---- LESETEXT

Zwischenruf Das Kalkül des Bruchs

Geht es beim Streit um die Terrorabwehr gar nicht mehr um innere Sicherheit, sondern um das Ende der Großen Koalition? Die Union könnte sich von Neuwahlen im kommenden Jahr entscheidende Vorteile versprechen.

Warum tun die das? Warum gibt Wolfgang Schäuble keine Ruhe? Warum springt ihm plötzlich Franz Josef Jung zur Seite? Und warum ist von Angela Merkel kein Machtwort zu hören, um der Beschwörung immer monströserer Terrorgefahren ein Ende zu setzen? Bloß, damit die Union die alleinige Herrschaft über das Thema innere Sicherheit zurückgewinnt und Otto Schily vergessen macht? Oder geht es um viel mehr? Um alles. Um die planmäßige Schaffung einer Sollbruchstelle für die Große Koalition. Einer Situation, in der Worte und Widerworte am Ende so verworren sind, das Bündnis dem Publikum so heillos zerstritten erscheint, dass sich Schuld und Unschuld gar nicht mehr unterscheiden lassen und nur ein einziges Bild bleibt: Die können einfach nicht mehr miteinander. Und vorgezogene Neuwahlen 2008 keine Zumutung mehr wären, sondern eine Befreiung, Ende eines Albdrucks. Statt schierer Würgerei. Kurt Beck hat sich diese Frage gestellt. Aber er hat sie verneint. Auch weil die Kanzlerin in der Krise der Großen Koalition von Schleswig-Holstein beruhigend wirkte. Beck nahm den Kieler SPD-Innenminister Ralf Stegner aus dem Kabinett und beugte sich damit dem Willen der CDU. Angela Merkel wiederum telefonierte mit Ministerpräsident Peter Harry Carstensen, um das Scheitern der Koalition abzuwenden - und Neuwahlen, von denen sich die CDU einen strahlenden Sieg erhoffen könnte. Ein Beweis ist der Kieler Fall indes nicht. Im Gegenteil: Er belegt, wie weit sich die SPD demütigen lässt, wie schwach sie sich momentan fühlt. Eine selbstbewusste Partei hätte sich ein solches Diktat nicht bieten lassen: den eigenen Spitzenmann zu kippen, bloß weil es der zum Gegner gewordene Partner so will. Umgekehrt zeugen Merkels mäßigende Telefonate mit Carstensen eigentlich nur davon, dass ihr ein derart symbolhafter Koalitionsbruch ungelegen käme. Zu früh. Zu riskant für Berlin.

--------

# ZIEL A
Gib aus dem Lesetext den Abschnitt von „Zwischenruf Das Kalkül“ bis einschließlich „entscheidende Vorteile versprechen.“ unverändert wieder.
# ZIEL B
Gib jede Zeile der Einträge zurück, die die Zeichenfolge „spice“ enthält, und achte dabei auf Groß- und Kleinschreibung.

---- DATENAUSZUG

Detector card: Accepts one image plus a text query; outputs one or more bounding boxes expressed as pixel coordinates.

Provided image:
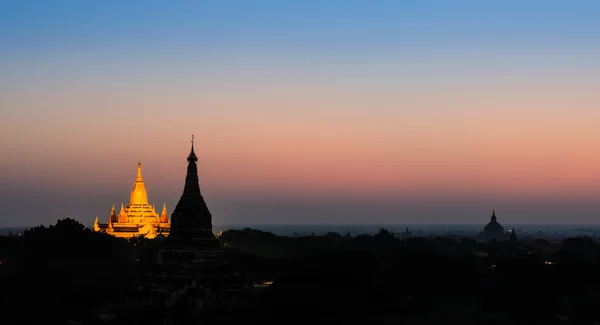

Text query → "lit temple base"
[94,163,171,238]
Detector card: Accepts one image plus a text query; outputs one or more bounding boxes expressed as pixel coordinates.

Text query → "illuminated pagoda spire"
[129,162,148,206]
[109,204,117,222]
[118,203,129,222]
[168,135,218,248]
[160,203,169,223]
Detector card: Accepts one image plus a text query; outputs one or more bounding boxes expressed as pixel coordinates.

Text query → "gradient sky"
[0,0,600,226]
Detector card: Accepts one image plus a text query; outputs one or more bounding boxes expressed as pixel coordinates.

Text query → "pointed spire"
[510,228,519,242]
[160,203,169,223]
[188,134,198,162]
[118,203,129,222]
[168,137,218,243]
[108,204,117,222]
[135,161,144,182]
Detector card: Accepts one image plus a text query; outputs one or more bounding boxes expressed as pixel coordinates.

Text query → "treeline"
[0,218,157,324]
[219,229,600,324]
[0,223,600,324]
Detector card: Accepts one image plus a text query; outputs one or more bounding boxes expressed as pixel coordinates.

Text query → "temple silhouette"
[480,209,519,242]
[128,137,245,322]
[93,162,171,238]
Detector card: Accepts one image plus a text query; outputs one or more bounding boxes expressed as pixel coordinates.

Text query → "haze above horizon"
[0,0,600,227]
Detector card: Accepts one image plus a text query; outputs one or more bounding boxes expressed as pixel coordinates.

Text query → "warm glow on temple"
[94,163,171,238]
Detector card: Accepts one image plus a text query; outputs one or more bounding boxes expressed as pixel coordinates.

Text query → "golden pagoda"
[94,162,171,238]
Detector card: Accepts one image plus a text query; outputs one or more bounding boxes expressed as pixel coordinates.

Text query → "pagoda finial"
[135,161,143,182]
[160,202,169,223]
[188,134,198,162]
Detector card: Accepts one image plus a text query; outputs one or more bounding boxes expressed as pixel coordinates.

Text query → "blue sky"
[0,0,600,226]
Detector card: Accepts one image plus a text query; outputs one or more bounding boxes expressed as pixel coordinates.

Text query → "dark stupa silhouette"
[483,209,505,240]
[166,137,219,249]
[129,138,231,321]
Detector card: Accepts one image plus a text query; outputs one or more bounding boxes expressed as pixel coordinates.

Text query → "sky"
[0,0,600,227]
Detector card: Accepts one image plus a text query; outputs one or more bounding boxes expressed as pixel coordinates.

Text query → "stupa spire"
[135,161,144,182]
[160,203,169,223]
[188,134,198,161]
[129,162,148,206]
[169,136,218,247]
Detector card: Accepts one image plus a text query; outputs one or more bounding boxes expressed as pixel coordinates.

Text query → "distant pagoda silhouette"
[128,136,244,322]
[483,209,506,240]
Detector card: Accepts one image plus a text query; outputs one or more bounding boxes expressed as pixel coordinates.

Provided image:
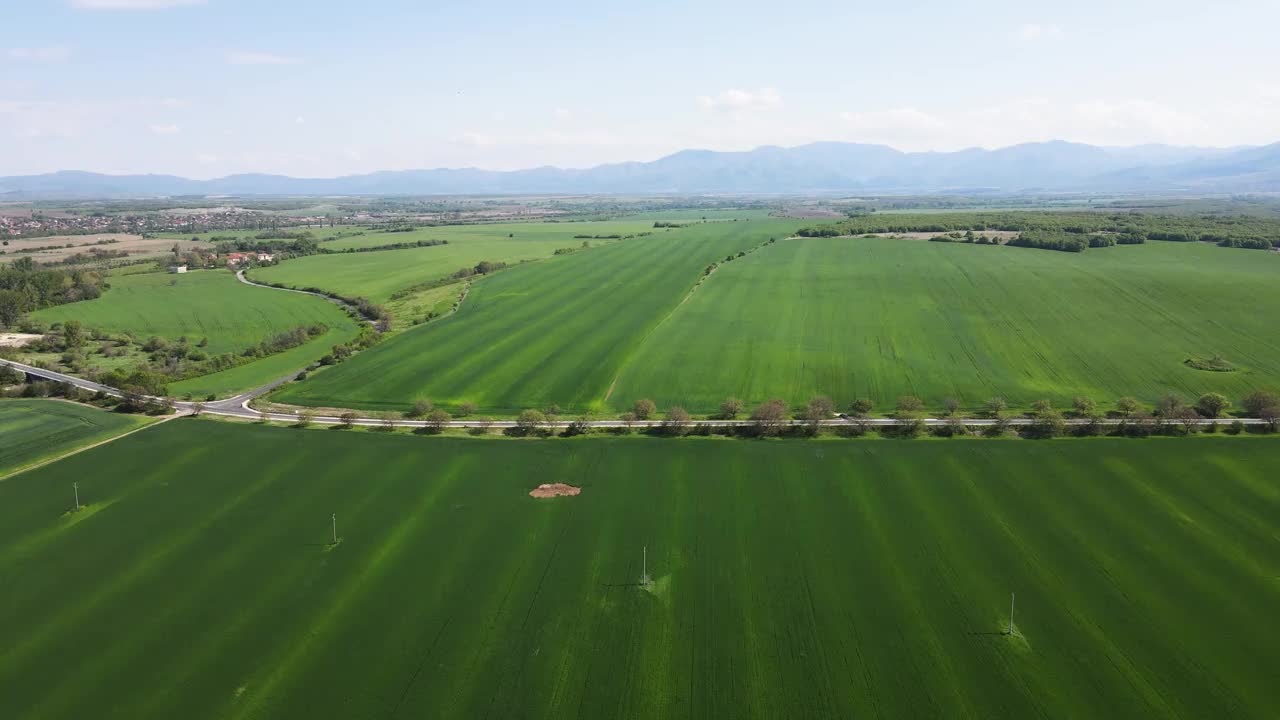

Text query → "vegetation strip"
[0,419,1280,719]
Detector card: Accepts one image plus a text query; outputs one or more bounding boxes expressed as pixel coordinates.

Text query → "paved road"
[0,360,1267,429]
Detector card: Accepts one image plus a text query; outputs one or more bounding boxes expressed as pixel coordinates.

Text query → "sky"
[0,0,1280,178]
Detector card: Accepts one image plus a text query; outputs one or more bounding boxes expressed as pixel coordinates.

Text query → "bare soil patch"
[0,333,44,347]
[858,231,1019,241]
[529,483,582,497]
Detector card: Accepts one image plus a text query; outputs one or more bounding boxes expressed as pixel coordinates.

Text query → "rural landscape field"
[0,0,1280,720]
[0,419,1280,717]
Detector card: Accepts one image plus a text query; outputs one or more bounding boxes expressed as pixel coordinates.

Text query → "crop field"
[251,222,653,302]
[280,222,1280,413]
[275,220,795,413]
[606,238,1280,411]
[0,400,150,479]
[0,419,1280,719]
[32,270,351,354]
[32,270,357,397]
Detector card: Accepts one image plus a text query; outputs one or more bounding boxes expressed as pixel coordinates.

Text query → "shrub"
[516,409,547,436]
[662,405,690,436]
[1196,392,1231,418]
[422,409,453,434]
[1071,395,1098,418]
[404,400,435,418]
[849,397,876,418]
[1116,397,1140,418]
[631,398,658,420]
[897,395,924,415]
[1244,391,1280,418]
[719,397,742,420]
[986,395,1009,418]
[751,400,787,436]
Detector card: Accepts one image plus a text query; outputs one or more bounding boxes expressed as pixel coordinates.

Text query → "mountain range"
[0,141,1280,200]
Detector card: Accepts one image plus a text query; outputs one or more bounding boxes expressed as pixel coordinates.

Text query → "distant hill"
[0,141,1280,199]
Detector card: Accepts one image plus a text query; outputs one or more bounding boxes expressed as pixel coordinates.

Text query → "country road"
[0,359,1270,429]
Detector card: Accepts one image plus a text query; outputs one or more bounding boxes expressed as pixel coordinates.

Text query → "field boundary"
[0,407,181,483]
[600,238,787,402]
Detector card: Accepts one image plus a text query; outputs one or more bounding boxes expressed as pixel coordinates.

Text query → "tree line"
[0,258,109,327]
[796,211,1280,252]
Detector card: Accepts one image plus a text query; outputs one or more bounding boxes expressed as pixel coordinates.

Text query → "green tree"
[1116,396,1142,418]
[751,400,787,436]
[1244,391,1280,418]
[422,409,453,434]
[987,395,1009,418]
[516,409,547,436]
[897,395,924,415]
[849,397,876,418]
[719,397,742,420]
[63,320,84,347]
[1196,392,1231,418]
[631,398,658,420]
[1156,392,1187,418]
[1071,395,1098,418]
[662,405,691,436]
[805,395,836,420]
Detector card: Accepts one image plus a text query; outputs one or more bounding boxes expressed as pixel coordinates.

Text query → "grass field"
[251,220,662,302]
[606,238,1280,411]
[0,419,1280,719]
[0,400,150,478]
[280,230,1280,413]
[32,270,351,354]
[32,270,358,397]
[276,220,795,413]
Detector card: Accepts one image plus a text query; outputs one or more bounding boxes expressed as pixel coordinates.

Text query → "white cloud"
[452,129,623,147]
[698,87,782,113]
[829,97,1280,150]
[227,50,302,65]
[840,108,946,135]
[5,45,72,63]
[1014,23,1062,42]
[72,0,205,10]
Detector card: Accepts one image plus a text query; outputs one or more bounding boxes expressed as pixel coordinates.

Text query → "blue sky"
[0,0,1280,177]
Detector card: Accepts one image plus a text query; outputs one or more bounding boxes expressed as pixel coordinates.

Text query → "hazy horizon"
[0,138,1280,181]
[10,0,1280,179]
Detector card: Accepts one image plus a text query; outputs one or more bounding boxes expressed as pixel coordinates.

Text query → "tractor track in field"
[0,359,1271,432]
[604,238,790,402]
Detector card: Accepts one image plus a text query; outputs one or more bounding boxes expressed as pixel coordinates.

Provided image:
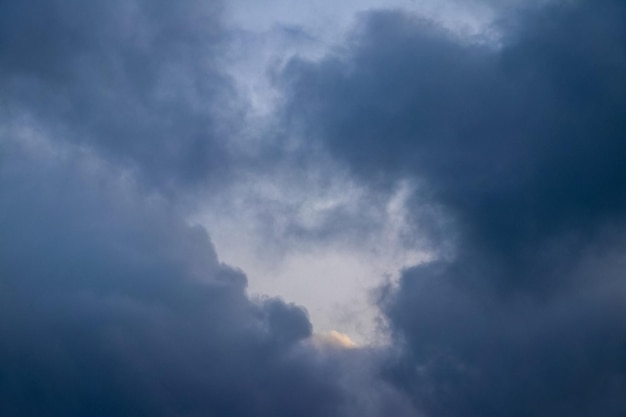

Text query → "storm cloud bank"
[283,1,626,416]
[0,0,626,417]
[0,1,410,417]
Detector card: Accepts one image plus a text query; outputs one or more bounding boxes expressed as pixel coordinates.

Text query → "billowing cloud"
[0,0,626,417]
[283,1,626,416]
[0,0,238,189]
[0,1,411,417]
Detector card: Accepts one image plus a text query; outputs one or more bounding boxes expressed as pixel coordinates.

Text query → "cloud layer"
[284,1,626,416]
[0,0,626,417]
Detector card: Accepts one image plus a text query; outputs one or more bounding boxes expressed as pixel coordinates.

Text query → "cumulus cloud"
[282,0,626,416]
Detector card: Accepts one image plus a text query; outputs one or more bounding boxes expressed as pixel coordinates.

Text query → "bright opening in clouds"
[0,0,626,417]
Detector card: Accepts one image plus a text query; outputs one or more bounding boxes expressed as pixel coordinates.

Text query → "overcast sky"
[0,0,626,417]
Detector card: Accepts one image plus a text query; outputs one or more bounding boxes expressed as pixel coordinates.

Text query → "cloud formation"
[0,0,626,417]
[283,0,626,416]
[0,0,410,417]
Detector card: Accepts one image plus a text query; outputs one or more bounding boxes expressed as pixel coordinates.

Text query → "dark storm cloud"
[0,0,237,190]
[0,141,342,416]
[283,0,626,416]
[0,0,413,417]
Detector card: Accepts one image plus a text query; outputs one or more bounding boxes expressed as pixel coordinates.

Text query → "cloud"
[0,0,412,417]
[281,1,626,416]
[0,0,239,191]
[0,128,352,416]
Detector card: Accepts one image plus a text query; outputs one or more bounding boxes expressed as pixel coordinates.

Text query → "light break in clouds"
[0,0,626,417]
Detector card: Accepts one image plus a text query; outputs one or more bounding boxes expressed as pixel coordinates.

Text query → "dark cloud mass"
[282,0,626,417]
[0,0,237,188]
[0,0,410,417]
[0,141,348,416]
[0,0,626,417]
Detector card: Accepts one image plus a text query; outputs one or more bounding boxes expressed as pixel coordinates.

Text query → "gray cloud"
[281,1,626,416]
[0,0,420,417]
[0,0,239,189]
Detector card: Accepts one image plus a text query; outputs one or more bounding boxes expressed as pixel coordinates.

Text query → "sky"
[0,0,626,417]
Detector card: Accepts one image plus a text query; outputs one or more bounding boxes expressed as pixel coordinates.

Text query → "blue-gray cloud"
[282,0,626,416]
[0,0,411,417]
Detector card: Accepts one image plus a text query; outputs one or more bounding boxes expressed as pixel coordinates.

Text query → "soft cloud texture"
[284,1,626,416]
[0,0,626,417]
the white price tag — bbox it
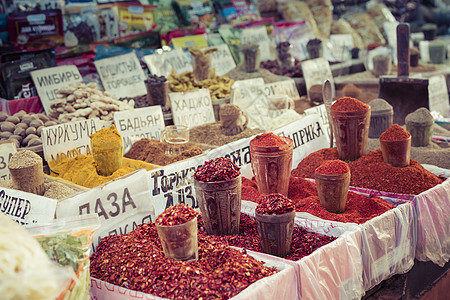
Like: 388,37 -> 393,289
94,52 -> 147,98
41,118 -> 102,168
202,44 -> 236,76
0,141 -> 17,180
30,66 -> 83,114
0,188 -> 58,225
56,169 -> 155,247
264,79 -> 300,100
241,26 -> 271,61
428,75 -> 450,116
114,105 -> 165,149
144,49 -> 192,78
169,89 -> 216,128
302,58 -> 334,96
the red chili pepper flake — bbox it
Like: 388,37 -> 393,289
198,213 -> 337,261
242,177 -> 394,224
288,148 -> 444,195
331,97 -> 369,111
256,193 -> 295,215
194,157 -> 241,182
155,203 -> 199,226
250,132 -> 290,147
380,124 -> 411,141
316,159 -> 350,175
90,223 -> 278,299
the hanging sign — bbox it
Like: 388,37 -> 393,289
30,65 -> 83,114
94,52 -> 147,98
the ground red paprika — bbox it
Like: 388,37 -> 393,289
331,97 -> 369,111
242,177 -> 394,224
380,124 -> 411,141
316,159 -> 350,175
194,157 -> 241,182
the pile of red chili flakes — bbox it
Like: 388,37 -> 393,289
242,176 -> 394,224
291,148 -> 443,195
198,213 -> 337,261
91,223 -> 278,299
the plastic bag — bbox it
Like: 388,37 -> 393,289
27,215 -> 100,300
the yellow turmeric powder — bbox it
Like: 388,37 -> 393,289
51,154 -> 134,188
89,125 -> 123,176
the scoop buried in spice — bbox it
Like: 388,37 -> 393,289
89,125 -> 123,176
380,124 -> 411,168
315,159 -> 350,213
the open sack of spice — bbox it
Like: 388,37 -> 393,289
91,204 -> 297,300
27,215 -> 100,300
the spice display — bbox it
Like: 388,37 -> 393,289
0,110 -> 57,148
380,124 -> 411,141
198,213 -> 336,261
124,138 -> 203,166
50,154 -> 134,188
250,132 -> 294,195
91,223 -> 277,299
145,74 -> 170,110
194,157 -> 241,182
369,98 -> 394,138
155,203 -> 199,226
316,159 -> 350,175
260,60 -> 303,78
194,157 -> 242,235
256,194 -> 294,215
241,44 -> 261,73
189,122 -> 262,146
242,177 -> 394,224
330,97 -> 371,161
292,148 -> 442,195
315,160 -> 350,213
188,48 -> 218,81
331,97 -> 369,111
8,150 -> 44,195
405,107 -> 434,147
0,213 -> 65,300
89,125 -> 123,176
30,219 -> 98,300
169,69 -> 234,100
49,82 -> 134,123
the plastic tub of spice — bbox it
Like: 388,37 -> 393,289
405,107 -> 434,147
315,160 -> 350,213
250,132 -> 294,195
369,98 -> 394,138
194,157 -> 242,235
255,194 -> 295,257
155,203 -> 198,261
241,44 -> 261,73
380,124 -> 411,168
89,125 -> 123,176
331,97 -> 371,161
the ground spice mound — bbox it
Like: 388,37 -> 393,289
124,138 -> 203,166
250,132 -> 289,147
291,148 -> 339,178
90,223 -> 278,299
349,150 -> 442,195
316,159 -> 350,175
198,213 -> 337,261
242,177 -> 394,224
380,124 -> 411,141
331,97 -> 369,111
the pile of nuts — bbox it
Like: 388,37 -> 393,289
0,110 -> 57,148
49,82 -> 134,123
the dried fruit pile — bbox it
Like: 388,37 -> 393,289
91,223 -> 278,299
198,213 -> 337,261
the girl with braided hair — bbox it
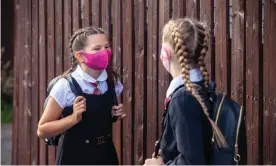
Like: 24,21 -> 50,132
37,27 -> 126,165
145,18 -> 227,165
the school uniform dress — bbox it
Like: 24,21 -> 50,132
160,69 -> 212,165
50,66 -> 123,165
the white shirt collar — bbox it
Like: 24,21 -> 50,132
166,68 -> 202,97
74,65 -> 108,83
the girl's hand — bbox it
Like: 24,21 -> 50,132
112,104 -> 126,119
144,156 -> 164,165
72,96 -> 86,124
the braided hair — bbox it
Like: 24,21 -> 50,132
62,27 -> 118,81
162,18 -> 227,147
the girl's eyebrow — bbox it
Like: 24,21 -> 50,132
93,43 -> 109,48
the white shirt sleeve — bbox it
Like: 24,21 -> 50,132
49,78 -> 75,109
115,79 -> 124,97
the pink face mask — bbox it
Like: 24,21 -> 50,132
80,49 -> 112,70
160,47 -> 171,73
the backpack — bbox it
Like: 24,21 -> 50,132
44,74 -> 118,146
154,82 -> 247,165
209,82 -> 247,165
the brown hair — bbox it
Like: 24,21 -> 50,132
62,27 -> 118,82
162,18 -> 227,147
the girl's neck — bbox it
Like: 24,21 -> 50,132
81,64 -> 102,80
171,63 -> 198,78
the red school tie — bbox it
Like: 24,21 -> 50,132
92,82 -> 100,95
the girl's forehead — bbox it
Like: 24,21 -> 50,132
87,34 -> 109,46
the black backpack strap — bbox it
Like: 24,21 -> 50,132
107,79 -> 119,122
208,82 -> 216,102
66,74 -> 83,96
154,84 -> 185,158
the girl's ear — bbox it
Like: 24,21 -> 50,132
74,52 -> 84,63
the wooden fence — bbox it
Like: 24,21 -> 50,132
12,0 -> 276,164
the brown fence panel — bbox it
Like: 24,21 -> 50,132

--------

# MUSTERLÖSUNG A
Zwischenruf Das Kalkül des Bruchs

Geht es beim Streit um die Terrorabwehr gar nicht mehr um innere Sicherheit, sondern um das Ende der Großen Koalition? Die Union könnte sich von Neuwahlen im kommenden Jahr entscheidende Vorteile versprechen.

# MUSTERLÖSUNG B
the scoop buried in spice — bbox it
the open sack of spice — bbox it
the spice display — bbox it
the plastic tub of spice — bbox it
the ground spice mound — bbox it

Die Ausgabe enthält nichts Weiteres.